> [INFORMATION SHOWN]
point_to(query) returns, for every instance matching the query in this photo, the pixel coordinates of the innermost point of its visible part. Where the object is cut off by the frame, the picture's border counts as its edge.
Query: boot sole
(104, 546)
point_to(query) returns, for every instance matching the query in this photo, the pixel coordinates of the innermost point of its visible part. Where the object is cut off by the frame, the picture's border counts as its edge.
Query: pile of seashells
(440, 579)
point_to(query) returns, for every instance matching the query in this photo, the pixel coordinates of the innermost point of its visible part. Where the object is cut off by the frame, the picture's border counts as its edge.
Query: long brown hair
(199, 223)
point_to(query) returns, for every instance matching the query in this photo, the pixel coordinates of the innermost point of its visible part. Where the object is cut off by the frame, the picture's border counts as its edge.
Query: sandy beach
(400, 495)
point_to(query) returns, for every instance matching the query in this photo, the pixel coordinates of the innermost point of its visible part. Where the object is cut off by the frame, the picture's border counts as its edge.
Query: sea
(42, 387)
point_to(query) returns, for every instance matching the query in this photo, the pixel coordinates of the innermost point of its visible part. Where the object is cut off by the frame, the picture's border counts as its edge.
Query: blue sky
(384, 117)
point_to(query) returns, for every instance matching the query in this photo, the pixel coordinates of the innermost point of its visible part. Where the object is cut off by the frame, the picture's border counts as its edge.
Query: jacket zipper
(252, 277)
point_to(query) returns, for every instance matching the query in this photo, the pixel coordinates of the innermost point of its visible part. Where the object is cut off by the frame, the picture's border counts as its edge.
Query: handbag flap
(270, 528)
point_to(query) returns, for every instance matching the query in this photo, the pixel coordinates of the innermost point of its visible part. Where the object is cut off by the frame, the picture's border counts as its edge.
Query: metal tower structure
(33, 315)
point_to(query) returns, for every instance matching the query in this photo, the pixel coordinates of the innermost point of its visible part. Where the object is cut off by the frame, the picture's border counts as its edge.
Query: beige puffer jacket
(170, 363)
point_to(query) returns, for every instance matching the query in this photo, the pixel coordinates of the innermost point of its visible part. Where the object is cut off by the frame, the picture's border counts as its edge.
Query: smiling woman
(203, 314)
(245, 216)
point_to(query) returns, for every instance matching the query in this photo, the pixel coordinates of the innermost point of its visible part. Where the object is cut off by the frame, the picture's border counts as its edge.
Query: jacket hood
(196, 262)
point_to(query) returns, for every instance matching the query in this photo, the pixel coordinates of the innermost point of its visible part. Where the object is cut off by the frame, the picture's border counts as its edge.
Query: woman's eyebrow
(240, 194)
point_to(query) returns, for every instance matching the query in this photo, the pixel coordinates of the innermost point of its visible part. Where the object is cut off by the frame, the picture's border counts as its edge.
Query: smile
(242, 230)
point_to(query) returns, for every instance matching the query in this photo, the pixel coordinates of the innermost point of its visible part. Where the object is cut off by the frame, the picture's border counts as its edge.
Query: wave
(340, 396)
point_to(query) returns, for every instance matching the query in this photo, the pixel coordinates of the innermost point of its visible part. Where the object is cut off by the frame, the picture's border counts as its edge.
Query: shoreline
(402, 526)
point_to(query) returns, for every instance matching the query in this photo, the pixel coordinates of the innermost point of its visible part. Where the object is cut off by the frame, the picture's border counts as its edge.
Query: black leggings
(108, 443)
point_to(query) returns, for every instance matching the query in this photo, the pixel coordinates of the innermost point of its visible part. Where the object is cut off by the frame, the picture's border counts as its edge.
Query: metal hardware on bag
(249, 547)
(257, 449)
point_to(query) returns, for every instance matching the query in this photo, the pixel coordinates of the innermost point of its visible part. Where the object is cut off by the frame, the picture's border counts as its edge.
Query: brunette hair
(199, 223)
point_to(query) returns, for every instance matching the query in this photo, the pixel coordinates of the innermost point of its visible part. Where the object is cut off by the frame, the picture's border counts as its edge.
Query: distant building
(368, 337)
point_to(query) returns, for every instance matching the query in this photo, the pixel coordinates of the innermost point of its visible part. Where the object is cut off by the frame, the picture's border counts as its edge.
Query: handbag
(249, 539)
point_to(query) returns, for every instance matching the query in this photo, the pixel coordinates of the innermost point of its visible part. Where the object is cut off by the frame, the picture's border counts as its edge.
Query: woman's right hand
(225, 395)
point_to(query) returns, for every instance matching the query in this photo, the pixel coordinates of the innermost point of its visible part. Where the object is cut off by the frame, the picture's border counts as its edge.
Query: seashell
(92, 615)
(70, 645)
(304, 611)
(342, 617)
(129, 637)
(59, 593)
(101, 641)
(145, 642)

> [PROBLEM] Repeat every record, keeping each word and mark exactly as it is.

> [FINISHED EXERCISE]
point_to(query) returns, for every instance matching the query in this photo, the pixel coordinates of the innermost point of its visible part. Where the object is cut off by the frame, the picture's border counts as its edge.
Query: boot sole
(104, 546)
point_to(query) returns, for every instance matching the query in this photo, the pixel coordinates of the innermost point of its visible part. Where the object is cut off by the frame, the picture's border counts as its edge.
Query: pile of seashells
(440, 579)
point_to(query) returns, for every instance matching the query in this photo, the pixel coordinates of the innermost point of its visible part. Where the object is cut off by the frame, the picture's border counts as its edge.
Query: long brown hair
(199, 223)
point_to(query) returns, for every instance matching the query in this photo, the pixel coordinates of the innermost point of its visible part. Where the object is cut off by the frame, the picture's border counts as its edge.
Query: sandy beach
(400, 495)
point_to(query) returns, for every instance matching the query in this photo, the pixel coordinates of the innermost point of its visible part. Where the object is cut off by the frame, the picture's border counts as its edge.
Query: sea
(42, 387)
point_to(query) returns, for every instance matching the query in this photo, the pixel coordinates of the innermost point of its visible part. Where the object is cut off by the frame, the picture's border counts as its edge.
Query: blue sky
(384, 117)
point_to(query) returns, for every instance matching the query in this photo, the pixel coordinates of the innermost point of its visible part. Where the object is cut off by the frame, the picture's border counts as its edge.
Query: jacket zipper
(252, 277)
point_to(query) returns, for every instance matching the query in this photo, the pixel coordinates of the innermost point of its visible part. Where the object is cut off by the frame, the picture's border counts as its edge.
Query: handbag flap
(270, 528)
point_to(query) returns, for every instance matching the query in this photo, the pixel coordinates of the innermost point of its visible part. Where the object is cut off by the frame, the picture's border counts as its edge.
Query: metal tower structure
(33, 315)
point_to(query) returns, for every instance matching the query in this photo, the pixel coordinates of the innermost point of its visible part. Where the object is cut off by the frame, the picture's border counts as its edge.
Query: beige puffer jacket
(170, 363)
point_to(query) returns, for every instance matching the query in this photo, the pixel coordinates of the innermost point of its visible part. Where the object is cut off by the frame, the picture's border counts as its edge.
Query: smiling woman
(203, 314)
(245, 216)
point_to(query) returns, for every instance matching the query in this photo, the pixel coordinates of the innermost point of its visible part. Where the object is cut off by the frame, the picture's border counts as its edge.
Query: jacket hood
(196, 262)
point_to(query) returns, for every instance matching the query in this photo, the pixel coordinates of the innermost point of its visible part. Where the object is cut off by the frame, the picture's border counts as its edge.
Query: woman's eyebrow
(240, 194)
point_to(query) returns, for every instance matching the query in this photo, the pixel coordinates of the innermost point of its visible part. Where the object is cut off by the frame, the picture's border counts as its edge.
Query: smile
(242, 230)
point_to(query) returns, for every instance matching the query in this photo, the pixel coordinates of the innermost point of its visible part. Where the object is cut off by the frame, the picture's border counts as its edge.
Query: wave
(340, 396)
point_to(query) returns, for every instance matching the query in this photo, the pixel coordinates of the innermost point of its visible part. Where the object is cut off by the frame, the picture's border counts as its edge.
Query: shoreline
(402, 526)
point_to(query) returns, for every instance matching the query in this photo, the pixel coordinates of the innermost point of its visible part. Where the object is cut off by the frame, the picture's border counts as its edge.
Query: black leggings
(108, 443)
point_to(query) returns, for every instance matching the query in this photo, the pixel coordinates of the innermost point of its visible part. Where the object is cut off by the frame, the picture's border counts as its edge.
Query: metal hardware on bag
(249, 547)
(257, 449)
point_to(query) returns, for every instance matching the query in this photo, the pixel coordinates of the innermost point of its visible part. Where the object is cut off by the frame, the picture's border counts as its edge.
Query: brunette hair
(199, 223)
point_to(query) returns, for every instance matching the query in this photo, the pixel coordinates of the innermost point of its visible part. Where the object is cut off by the frame, the picture's border counts as its edge.
Query: distant building
(368, 337)
point_to(query) returns, for every instance matching the query in this photo, the pixel coordinates of the innermost point of its visible part. Where the object is cut off by the frame, the picture's border counts as its edge.
Query: handbag
(249, 539)
point_to(query) returns, for every instance matching the query in this photo, the pixel coordinates of the innermost point of its visible part. Where the object is cut off by the frame, the picture's border counts as its edge.
Query: woman's right hand
(225, 395)
point_to(query) returns, for every instance matching the query in this photo, the pixel coordinates of the innermost point of its visible part. Where the object is cut off by the frame, the picture's border counts as its edge.
Query: seashell
(92, 615)
(70, 645)
(304, 611)
(342, 617)
(129, 637)
(59, 593)
(101, 641)
(145, 642)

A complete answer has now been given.